The Medical Loss Ratio (MLR) rule requires that plans spend a set percentage of their revenue and premiums on healthcare and quality improvements—rather than on administrative costs. Plans who spend less than the designated percentage on qualified expenses may be required—in some states—to refund those costs.
While the percentage varies based on whether the insurers are in a large, individual, or small group market, for both Medicare Advantage and Medicaid MCOs, the cut off is 85%.
Qualified expenses that plans can count toward the 85% include health care services, covered benefits, and quality improvement events. Yet even with these various options, some plans are still struggling to meet the MLR requirements.
Last year, the amount of MLR rebates sent out was double what was sent in 2018. 9 million people received MLR rebates, or $1.37 billion total—the largest amount since the rule’s establishment.
These 9 million represent significant expense to the payer—without improving any health outcomes. By allocating more resources upfront to improving member care and meeting quality metrics, payers can ensure money is being put toward initiatives that can actually improve member outcomes.
With the 2020 pandemic, health plans are seeing fewer claims cost—with Medicare Advantage gross margins jumping 41% over last year. While an increase in profits is positive, plans will still need to ensure that 85% of all revenue goes toward qualified health care services and improvement measures—even if claims are down.
Plans can strengthen member outcomes, and meet spending benchmarks, by investing this money back in more programs that improve member health.
Programs like Wellth that incentivize positive healthy behaviors—such as med adherence for Medicaid members, regular glucometer and blood pressure readings, healthy eating, and more—fit within qualified improvement expenses toward your 85%.
With Wellth, members receive daily updates reminding them to check-in with reminders like meds, blood pressure, and other key tasks for adhering to their care plan. In addition, members are monetarily incentivized to complete their check-ins, using principles of loss aversion to improve adherence.
Incentivizing members to make healthy decisions through programs like Wellth can prove to be a win-win-(win!) for plans, providers, and members alike.
Improving care plan adherence helps reduce unnecessary and expensive medical claims—including preventable ED visits, hospitalization, readmissions, and more.

* _MATERIAL SHOWN_
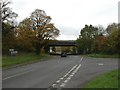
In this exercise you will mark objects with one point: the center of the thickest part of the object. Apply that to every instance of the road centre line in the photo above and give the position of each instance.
(70, 74)
(81, 60)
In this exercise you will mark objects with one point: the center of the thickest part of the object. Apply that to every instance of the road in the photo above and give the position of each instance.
(67, 72)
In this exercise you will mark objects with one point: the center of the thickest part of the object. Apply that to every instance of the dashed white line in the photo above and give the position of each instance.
(62, 85)
(72, 71)
(81, 60)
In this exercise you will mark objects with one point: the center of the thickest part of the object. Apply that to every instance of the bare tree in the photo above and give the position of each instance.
(43, 28)
(7, 15)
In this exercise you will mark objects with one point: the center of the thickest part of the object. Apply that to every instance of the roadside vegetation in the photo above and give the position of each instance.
(99, 40)
(8, 61)
(107, 80)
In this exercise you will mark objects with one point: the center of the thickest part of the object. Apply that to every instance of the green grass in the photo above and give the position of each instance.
(107, 80)
(103, 56)
(8, 61)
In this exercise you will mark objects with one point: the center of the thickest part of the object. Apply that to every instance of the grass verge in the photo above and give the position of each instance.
(103, 56)
(8, 61)
(107, 80)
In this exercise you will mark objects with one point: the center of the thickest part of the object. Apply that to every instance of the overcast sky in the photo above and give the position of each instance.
(70, 16)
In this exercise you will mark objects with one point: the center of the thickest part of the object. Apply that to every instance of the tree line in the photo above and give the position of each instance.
(97, 40)
(30, 35)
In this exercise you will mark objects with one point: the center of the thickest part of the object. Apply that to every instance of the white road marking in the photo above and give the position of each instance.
(61, 78)
(65, 81)
(16, 75)
(72, 71)
(81, 60)
(100, 64)
(53, 85)
(68, 78)
(58, 81)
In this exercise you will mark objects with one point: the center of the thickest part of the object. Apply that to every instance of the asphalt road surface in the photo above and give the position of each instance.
(66, 72)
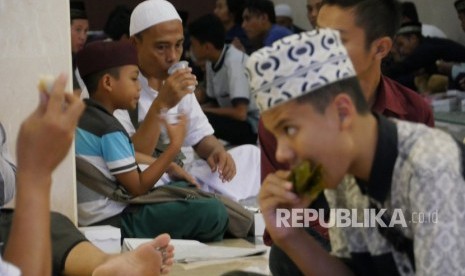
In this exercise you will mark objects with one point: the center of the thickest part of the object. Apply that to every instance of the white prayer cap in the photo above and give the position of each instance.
(296, 65)
(151, 12)
(283, 10)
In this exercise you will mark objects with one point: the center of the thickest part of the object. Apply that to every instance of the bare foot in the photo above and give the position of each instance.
(152, 258)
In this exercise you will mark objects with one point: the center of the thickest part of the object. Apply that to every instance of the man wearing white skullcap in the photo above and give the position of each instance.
(306, 88)
(156, 31)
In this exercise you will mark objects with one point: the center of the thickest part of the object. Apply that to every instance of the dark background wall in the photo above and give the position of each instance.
(98, 11)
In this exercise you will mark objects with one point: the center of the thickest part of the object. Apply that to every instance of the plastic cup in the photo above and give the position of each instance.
(180, 65)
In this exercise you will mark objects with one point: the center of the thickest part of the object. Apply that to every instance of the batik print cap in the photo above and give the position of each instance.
(296, 65)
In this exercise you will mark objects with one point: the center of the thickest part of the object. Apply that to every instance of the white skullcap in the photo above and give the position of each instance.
(296, 65)
(151, 12)
(283, 10)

* _WHAT IS NEEDED_
Continue the piece on the Medical Loss Ratio rule and incentive programs like Wellth, starting right after its last sentence.

* _RESULT OF THE TASK_
Members on the Wellth program have been able to achieve significant outcomes in both reducing acute care and improving member health outcomes.
“Prior to joining Wellth's program, I had a number of health issues - anemia and colon surgery. Since I’ve been on the app, I’m no longer anemic, and I am so much more aware of my sugar intake.”
- Wellth member
By investing money into meaningful, result-driven programs for members, plans can more easily meet the 85% standard—without throwing away money on less-effective initiatives for the sake of meeting a benchmark.
Wellth’s payment structure is at-risk, so our clients don’t pay unless they get results. This means that while other plans are losing money to member rebates, plans utilizing the Wellth platform are seeing an average 2-6x ROI for each member enrolled.
The MLR rule was originally set up to help protect members from predatory health plan premiums, with rebates for members who were not provided with appropriate healthcare and quality for the premiums they paid.
In 2019, the average MLR rebate per person was $154. Programs like Wellth also allow plans to give back to members—while actually improving patient outcomes for long-term ROI.
With Wellth’s incentive programs, members are able to earn a set amount of money each month—contingent upon their care plan adherence. For our members, this money goes a long way, with a majority of our members using their rewards for groceries and to fill prescriptions.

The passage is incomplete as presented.